From Exponential to Efficient: Building Commafree Codes with Knuth's Algorithm C

Introduction

What if you could create a set of codes that can be uniquely decoded without any commas or delimiters – what would that mean for DNA sequencing, data compression, and error correction?

This is not purely academic curiosity – commafree codes have real-world applications in all of these fields. In my previous post, we explored a recursive algorithm with exponential complexity. Today, we’ll dive into Knuth’s Algorithm C, which achieves remarkable efficiency through clever backtracking and sparse data structures.

What you’ll learn in this post:

How Algorithm C reduces complexity from O(2^n) to manageable levels
The ingenious “poison array” technique for pruning the search space
Practical implementation tips and performance optimizations

Whether you’re working through TAOCP 4B or simply love elegant algorithms, this deep dive will change how you think about combinatorial search.

Algorithm C

Framework

The algorithm framework consists of five steps:

Initialize arrays
Select the primary codeword
Propagate the effects of the selection
Recurse and print results
Backtrack

Initialization

This step deserves its own section because, beyond the data structures introduced in the previous post, there are no fewer than 10 arrays to initialize. Their main purposes are:

Tracking colors and candidate sets
Recording recursion state for backtracking

I tried describing this in pseudocode but found it far too verbose, and single-letter variable names like x and c are a headache to follow. Here we’ll focus only on the MEM array.

MEM Array Initialization Example

Let’s return to the example from the end of the previous post:

alt text

This is the MEM array we need to initialize when m=2. It happens to have exactly 16 entries per row, storing all 4-bit binary values.

The first row records the color of each code:

#0000 #0100 #1000 #1010 #1111 are already red
Three of these being red makes sense – they follow the abab pattern and are inherently excluded

Here’s the puzzle: why are #0100 and #1000 also colored red?

Try to figure it out yourself first – I’ll reveal the answer at the end of the post.

We’ll skip the remaining auxiliary arrays and variables and move on to the next step.

Trying Primary Codewords

Next, we boldly pick a blue-colored code from the candidate set. Once selected, we turn it green. Suppose we pick #0010 this time. We record this choice and proceed to the next step.

Update & Mark

1. Updating Sparse Sets

After selecting #0010, we can quickly update the 7 sparse sets according to their definitions, which in turn updates the colors in the state array.

Handling P sets:

We simply “close” the prefix linked lists corresponding to #0010
For example, P1 in MEM[20-24] records codes starting with \(0\star \star \star\)
We just set MEM[30] to the list head minus 1, i.e., MEM[30]=1f
P2 works the same way – “close” \(00\star \star\)
S sets are handled identically

Handling CL sets:

The CL set records the cyclic shift set of blue codewords
After selecting #0010, we need to remove all entries in its shift set
That is, the set represented by MEM[140-141], setting MEM[150]=13f

Before and after comparison:

Before: before cl

After: after cl

State Marking

You may have noticed that #1001 is also missing from the updated CL set. Why is that? This is where we introduce yet another array: poison. After selecting #0010, we add

\(\)(\star001, 0\star \star \star), (\star \star00,10\star \star), (\star \star \star 0,010\star)\(\)

------------------------------

STUDY QUESTIONS.
1. Transcribe the post on Algorithm C, starting with "Try to figure" and going on through "proceed to the next step.".
2. In the post on Algorithm C, how many entries does each row of the MEM array have when m=2?
The listing is not used for anything here.

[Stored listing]
------------------------------

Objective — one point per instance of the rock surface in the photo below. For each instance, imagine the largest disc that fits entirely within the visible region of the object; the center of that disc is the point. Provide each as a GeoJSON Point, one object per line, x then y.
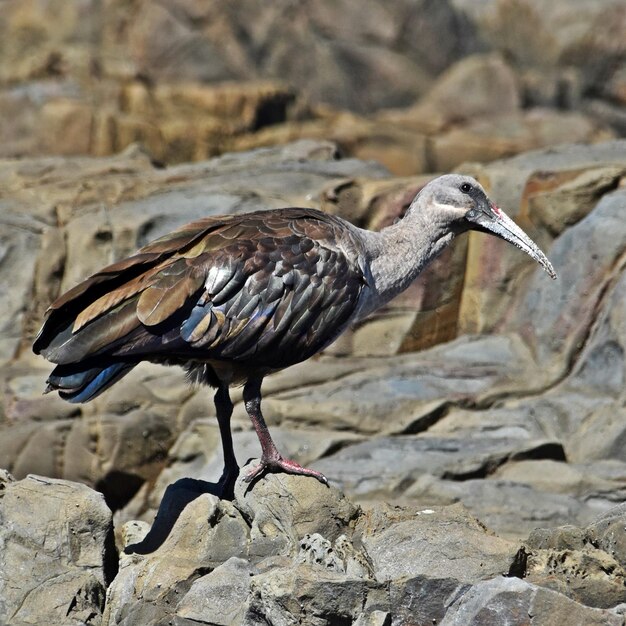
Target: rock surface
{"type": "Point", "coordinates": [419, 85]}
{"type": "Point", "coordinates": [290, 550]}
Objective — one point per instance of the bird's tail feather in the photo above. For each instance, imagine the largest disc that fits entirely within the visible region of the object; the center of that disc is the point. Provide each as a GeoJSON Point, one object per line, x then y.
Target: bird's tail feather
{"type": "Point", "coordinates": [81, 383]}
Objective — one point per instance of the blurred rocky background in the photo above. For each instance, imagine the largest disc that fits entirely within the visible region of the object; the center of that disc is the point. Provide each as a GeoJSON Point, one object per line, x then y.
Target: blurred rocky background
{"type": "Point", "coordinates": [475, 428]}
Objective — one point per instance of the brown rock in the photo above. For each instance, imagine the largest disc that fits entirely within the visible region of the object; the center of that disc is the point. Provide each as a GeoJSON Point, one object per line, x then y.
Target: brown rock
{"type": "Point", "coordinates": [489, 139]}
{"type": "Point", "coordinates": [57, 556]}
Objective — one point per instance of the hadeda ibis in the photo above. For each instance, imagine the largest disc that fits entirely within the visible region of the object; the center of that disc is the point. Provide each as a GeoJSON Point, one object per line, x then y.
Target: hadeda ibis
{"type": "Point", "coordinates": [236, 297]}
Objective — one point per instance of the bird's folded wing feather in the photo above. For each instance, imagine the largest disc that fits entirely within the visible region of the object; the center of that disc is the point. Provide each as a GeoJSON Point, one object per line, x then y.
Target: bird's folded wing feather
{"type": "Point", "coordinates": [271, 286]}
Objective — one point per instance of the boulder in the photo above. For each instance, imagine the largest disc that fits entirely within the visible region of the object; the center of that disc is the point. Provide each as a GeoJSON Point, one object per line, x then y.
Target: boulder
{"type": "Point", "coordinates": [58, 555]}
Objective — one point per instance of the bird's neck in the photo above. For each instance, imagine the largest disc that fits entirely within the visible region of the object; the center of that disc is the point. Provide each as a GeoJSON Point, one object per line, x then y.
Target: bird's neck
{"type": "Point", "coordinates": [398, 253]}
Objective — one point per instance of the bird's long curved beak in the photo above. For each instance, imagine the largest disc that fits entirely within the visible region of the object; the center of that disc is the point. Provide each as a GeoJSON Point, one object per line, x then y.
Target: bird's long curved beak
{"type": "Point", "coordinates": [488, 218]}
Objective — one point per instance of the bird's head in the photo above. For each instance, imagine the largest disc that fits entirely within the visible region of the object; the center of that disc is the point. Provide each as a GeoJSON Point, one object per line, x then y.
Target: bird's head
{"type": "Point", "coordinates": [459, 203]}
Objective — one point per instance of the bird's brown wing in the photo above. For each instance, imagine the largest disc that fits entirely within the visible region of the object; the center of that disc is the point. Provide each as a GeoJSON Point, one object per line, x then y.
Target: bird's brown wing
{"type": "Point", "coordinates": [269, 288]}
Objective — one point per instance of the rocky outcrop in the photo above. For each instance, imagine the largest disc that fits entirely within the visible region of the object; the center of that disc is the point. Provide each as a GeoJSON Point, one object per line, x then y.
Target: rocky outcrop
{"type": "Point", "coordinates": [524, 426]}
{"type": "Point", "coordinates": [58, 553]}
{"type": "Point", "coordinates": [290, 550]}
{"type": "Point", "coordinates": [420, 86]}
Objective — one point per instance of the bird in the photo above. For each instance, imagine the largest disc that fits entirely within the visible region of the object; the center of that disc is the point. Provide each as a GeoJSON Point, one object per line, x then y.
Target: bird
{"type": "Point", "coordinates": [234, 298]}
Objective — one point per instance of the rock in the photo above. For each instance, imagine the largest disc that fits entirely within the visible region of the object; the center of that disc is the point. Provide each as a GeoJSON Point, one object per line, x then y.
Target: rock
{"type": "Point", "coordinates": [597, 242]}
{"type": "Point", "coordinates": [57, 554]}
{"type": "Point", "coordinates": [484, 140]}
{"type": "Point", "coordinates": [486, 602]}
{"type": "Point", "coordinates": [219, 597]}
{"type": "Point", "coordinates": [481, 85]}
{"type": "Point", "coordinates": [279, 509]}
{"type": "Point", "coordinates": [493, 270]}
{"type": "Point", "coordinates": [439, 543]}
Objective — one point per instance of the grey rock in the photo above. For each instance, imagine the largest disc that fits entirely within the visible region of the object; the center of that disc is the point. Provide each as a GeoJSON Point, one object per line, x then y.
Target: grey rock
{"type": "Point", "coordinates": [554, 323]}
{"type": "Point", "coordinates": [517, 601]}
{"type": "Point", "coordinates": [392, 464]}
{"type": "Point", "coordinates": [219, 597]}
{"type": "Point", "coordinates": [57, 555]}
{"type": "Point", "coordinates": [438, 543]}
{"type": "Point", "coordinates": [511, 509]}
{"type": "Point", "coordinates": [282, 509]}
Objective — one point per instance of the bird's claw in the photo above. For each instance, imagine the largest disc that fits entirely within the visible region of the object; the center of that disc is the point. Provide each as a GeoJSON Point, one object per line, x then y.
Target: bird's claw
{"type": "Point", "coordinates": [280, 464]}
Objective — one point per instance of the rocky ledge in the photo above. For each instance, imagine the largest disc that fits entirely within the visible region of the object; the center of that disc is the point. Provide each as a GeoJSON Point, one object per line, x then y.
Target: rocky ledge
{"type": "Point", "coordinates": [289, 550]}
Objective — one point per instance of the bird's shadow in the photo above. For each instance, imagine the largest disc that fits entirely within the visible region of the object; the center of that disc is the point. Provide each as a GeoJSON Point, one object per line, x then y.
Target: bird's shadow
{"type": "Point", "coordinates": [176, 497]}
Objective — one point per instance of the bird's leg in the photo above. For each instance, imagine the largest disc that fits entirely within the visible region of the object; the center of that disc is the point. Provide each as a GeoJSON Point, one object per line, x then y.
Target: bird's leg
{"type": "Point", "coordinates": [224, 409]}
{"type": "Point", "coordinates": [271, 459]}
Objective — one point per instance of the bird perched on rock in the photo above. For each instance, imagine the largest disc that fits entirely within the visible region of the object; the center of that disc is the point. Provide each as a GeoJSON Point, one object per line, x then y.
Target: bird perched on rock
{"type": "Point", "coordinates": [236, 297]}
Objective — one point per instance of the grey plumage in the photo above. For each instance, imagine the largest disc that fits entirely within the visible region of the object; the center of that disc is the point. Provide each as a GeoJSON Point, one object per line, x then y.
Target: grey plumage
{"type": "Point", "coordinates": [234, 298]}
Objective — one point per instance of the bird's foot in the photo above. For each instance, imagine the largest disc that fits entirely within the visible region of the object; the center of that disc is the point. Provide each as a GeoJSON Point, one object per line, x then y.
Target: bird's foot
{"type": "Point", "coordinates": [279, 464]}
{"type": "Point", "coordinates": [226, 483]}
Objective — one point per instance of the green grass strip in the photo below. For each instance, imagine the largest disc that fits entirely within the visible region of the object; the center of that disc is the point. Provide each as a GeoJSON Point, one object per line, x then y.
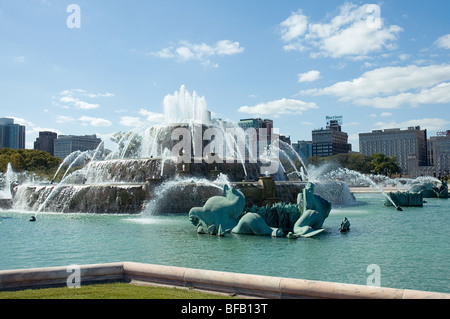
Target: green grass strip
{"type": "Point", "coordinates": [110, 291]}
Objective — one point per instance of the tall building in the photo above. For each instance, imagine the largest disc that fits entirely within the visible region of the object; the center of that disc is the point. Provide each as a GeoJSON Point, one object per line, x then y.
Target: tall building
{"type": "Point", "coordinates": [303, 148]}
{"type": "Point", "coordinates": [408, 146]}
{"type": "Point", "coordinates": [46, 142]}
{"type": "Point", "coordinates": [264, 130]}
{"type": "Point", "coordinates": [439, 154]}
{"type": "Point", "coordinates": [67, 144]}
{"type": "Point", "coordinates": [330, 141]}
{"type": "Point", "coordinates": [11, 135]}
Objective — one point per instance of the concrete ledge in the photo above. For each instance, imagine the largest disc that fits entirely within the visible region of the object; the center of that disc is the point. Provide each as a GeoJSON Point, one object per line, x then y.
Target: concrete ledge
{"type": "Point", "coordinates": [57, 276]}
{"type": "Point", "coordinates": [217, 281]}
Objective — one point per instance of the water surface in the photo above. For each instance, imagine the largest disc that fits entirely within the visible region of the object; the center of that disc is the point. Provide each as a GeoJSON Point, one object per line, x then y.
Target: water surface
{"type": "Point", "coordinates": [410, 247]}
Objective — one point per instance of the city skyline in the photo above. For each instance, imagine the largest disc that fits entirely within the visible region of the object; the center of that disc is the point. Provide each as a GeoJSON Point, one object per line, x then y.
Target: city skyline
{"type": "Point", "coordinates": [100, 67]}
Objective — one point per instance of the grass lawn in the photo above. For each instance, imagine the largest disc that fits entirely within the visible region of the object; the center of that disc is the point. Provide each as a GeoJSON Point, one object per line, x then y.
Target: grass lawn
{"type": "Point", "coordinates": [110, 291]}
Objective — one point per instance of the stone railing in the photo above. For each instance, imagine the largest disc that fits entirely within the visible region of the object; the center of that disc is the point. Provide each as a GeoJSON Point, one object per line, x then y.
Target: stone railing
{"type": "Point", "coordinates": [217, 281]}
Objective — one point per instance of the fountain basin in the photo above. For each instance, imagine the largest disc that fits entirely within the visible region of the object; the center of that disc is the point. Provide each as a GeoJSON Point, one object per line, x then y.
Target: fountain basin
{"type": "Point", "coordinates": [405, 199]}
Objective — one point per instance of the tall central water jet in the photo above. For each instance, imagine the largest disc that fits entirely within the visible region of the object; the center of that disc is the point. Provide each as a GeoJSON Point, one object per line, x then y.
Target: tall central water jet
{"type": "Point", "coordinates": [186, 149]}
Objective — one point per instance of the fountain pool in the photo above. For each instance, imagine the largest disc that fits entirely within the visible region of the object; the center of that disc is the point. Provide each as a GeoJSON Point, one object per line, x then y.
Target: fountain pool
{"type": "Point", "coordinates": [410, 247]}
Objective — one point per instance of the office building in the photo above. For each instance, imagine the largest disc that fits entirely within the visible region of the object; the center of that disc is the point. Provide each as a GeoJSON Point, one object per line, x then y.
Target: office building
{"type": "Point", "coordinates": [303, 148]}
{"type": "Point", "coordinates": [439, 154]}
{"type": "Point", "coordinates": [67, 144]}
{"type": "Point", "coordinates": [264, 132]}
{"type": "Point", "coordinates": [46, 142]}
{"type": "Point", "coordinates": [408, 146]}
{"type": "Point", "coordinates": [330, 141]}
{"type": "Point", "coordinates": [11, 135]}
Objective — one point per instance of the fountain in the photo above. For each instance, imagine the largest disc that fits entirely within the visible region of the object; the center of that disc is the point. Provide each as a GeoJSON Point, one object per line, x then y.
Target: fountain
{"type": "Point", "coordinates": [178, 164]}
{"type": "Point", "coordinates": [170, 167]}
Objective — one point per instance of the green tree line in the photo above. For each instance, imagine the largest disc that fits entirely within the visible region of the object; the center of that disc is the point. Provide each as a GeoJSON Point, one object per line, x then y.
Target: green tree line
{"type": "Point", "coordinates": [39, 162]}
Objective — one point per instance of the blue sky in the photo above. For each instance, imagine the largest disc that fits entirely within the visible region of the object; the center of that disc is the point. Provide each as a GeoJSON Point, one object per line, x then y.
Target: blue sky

------------------------------

TASK-BY-TASK ANSWERS.
1.
Try to figure it out yourself first – I’ll reveal the answer at the end of the post.

We’ll skip the remaining auxiliary arrays and variables and move on to the next step.

Trying Primary Codewords

Next, we boldly pick a blue-colored code from the candidate set. Once selected, we turn it green. Suppose we pick #0010 this time. We record this choice and proceed to the next step.

2. Exactly 16 entries, storing all 4-bit binary values.